::: Excerpted passage

On Wednesday May 21st and Thursday May 22nd members of Physicians for a National Health Program (PNHP), American Medical Student Association (AMSA), Public Citizen and National Nurses United (NNU) gathered together in solidarity to support expanding health care coverage to all people in America. For myself, the events began with AMSA’s Lobby Day Training hosted at George Washington University on May 21st. This was an opportunity for premedical and medical students to learn the basics of political advocacy from health care and community advocacy leaders such as Robert Zarr M.D. (PNHP), Rachel Degolia (Universal Health Care Action Network), and Nick Unger (AFL-CIO).

I found particularly inspiring the presentation “Organizing and Communicating; Medical Student Advocates” given by Nick Unger. The focus of this discussion style lecture was effective communication strategies. These included active listening/responding, narrative development, and focusing on context rather than content.

According to Mr. Unger, effective communicators avoid listing facts and instead relate to their audience’s concerns. By doing this you can appeal to the context that your opposition adheres to and gain influence. As someone who has spent a lot of time developing my argument for single-payer, I found Mr. Unger’s communication approach incredibly important; it directly influenced the way I planned to interact with policy makers on Capitol Hill the following day.

Armed with the knowledge gained in the previous evening's speakers, early Thursday morning AMSA members, including myself, met our constituent groups at PNHP’s official training workshop. We listened to guest speakers such as Representative John Conyers (D-MI) and broke out into our respective groups to develop our legislative meeting strategies.

My group was primarily composed of NNU members from the Chicago area. I feel I was incredibly privileged to work with this passionate group of nurses who had encountered first-hand the consequences of a healthcare system that treats health care as a marketplace commodity. We decided that they would tell patient stories, of which they had intimate knowledge, that highlighted significant problems in our healthcare system, and I would present an image of how much better a single-payer healthcare system would be.

::::::
::: Data listing

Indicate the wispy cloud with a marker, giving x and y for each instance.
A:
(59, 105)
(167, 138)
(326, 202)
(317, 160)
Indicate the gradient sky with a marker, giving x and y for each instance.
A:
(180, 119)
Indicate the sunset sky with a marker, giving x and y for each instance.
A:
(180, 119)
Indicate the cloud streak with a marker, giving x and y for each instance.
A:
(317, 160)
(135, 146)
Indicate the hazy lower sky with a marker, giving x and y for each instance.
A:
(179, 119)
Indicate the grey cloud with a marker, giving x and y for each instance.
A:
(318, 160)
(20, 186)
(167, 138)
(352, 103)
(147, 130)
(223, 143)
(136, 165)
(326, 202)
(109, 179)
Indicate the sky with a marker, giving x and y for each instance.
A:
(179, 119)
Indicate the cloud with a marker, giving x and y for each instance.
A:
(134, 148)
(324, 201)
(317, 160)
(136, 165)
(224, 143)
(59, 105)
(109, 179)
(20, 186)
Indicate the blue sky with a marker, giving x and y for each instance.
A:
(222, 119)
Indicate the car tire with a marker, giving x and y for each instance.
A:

::::::
::: Data listing

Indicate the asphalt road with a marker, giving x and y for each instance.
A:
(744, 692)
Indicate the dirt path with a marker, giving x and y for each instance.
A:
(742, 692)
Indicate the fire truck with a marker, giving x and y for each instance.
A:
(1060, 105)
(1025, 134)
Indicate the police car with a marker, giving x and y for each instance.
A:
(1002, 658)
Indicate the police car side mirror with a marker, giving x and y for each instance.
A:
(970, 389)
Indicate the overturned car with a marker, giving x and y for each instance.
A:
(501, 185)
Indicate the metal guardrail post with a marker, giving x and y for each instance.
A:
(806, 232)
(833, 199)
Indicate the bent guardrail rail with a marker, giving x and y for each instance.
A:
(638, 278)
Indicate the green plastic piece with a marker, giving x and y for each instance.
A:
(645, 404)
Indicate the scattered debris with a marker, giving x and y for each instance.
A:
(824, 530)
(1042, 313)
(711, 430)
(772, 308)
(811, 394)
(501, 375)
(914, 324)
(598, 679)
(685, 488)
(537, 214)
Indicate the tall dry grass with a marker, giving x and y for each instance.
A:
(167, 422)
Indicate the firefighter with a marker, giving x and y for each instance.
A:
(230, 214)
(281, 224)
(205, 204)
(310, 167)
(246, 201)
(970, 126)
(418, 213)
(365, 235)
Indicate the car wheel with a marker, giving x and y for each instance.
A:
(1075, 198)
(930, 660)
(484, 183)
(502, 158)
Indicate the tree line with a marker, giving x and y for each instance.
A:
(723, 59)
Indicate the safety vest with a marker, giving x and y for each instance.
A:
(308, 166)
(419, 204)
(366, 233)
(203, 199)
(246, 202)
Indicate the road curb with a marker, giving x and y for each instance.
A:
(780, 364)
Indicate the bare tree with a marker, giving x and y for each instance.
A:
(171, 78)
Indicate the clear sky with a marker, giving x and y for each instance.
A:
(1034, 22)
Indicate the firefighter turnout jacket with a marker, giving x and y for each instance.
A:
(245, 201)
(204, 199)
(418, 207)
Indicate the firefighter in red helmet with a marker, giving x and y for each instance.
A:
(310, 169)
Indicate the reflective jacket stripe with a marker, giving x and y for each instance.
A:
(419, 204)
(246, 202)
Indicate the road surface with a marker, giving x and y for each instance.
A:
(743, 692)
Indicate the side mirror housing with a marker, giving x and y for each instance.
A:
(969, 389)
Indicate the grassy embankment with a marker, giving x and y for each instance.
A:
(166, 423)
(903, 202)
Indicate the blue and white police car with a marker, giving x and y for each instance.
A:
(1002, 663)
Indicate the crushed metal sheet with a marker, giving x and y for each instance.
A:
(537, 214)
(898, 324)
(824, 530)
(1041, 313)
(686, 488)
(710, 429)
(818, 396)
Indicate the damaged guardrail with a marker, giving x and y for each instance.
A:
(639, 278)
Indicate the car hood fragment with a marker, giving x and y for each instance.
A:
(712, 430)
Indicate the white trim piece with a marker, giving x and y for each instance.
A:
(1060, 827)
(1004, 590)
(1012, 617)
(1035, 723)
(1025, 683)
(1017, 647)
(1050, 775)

::::::
::: Data listing

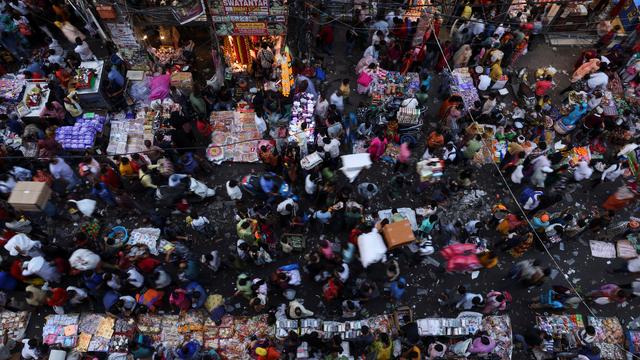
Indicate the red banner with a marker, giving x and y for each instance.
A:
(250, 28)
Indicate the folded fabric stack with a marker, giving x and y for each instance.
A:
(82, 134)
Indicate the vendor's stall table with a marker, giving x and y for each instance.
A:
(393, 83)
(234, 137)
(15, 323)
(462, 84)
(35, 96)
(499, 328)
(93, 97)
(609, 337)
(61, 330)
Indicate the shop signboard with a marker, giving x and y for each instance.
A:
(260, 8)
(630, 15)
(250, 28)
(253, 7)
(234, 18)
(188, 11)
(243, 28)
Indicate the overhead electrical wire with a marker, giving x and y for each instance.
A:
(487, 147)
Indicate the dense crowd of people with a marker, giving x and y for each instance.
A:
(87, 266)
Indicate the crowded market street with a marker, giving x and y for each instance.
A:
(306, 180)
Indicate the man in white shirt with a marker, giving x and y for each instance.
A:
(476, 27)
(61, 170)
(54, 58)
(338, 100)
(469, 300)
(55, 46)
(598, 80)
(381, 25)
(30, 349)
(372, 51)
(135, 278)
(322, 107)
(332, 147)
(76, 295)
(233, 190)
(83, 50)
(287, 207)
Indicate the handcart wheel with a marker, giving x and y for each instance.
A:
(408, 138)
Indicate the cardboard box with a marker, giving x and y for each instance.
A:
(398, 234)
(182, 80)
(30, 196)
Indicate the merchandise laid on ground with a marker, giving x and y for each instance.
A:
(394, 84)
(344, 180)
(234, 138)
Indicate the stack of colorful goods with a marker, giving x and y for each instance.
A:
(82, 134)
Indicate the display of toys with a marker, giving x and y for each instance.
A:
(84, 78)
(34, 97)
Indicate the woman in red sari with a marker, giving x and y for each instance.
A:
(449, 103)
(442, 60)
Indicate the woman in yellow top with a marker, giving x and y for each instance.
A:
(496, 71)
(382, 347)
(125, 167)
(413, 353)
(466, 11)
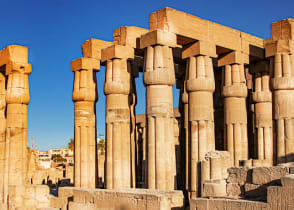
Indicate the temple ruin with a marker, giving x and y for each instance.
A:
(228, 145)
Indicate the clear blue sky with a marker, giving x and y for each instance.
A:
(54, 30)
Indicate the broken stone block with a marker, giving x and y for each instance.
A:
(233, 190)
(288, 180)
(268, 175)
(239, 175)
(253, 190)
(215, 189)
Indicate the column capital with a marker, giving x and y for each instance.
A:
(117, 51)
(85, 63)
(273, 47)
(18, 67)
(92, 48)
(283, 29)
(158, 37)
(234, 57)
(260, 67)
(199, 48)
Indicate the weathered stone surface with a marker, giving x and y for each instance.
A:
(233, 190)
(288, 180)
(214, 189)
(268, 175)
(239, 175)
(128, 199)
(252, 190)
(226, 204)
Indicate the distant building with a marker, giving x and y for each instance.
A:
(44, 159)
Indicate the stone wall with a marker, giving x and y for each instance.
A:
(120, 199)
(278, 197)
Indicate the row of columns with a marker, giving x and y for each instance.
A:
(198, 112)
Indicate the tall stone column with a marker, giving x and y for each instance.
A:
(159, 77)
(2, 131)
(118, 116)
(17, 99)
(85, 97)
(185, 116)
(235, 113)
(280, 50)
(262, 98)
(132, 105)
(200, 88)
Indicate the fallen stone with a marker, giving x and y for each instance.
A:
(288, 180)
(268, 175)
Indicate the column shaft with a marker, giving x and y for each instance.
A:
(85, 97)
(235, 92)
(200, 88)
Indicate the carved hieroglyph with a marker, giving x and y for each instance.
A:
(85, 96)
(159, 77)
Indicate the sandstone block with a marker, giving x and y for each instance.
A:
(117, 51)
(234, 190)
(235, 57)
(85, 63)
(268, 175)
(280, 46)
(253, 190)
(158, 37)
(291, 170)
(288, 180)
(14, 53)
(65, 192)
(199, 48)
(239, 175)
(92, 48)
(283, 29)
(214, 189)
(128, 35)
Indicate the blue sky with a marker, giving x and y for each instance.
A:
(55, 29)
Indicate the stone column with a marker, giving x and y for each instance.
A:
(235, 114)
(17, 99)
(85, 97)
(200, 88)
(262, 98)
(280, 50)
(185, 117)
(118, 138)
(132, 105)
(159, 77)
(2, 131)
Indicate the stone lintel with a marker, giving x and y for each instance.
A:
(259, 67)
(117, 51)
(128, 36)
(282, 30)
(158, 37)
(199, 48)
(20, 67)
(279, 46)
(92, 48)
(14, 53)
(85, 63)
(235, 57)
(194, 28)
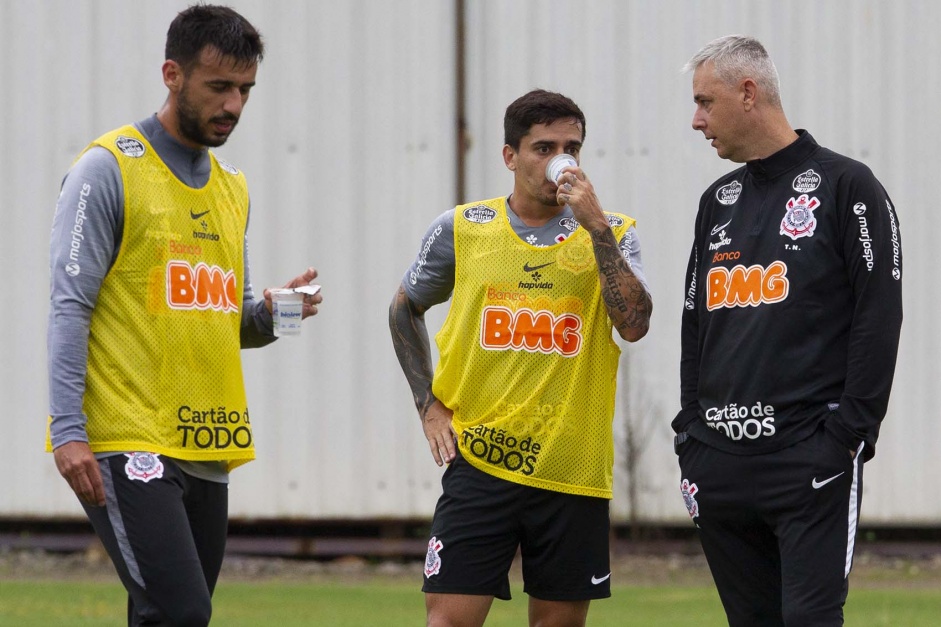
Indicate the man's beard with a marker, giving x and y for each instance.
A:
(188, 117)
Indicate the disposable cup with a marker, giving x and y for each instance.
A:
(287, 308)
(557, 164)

::::::

(Task 1)
Answer these questions using the lobby day account:
(a) Where was AMSA's Lobby Day Training hosted?
(b) Who gave the presentation "Organizing and Communicating; Medical Student Advocates"?
(c) What area were the NNU members in the writer's group primarily from?
(Task 2)
Carry on the lobby day account from its final sentence, writing the next paragraph.

(Exercise result 1)
(a) George Washington University
(b) Nick Unger
(c) The Chicago area

(Exercise result 2)
We took to the hill for our first meeting with a Legislative Assistant (LA) for Representative Mike Quigley (D-IL). As we entered the meeting space a rush of nerves took hold of us. Thankfully, the LA was very welcoming and put all of us at ease. We began with general introductions, followed by sharing patient stories that were complicated by our current healthcare system’s structure. Kim, a nurse, shared the story of a patient who was denied a minimally invasive procedure because it was too costly, and given instead a less costly but highly invasive procedure with a high risk of infection.

If we had a single-payer healthcare system that included all residents of America, Kim’s patient would have received the less risky procedure.

After Kim's story I turned to the LA and asked if she was familiar with John Conyers' bill H.R. 676, Expanded and Improved Medicare For All. While she had heard of the bill, her concerns were that Rep. Quigley was more interested in supporting the ACA. Secondly, she claimed that this just wasn’t the right political atmosphere to pass such a bill as H.R. 676. As a now seasoned single-payer advocate, I was prepared for this kind of opposition. I suggested that the ACA is still going to cause harmful situations like those in our patient stories.

Additionally, I suggested, supporting the ACA and H.R. 676 are not mutually exclusive. The Congressman can do both!

As far as the political environment goes, I said that she was right! The current political atmosphere is and will remain closed to the single-payer argument--unless Legislative Assistants such as herself listen to their constituents' arguments and advise congresspeople to change their minds.

We have one very important ask, I told her. Let Representative Quigley know that his constituents support single payer, and that if he wants our votes, so should he!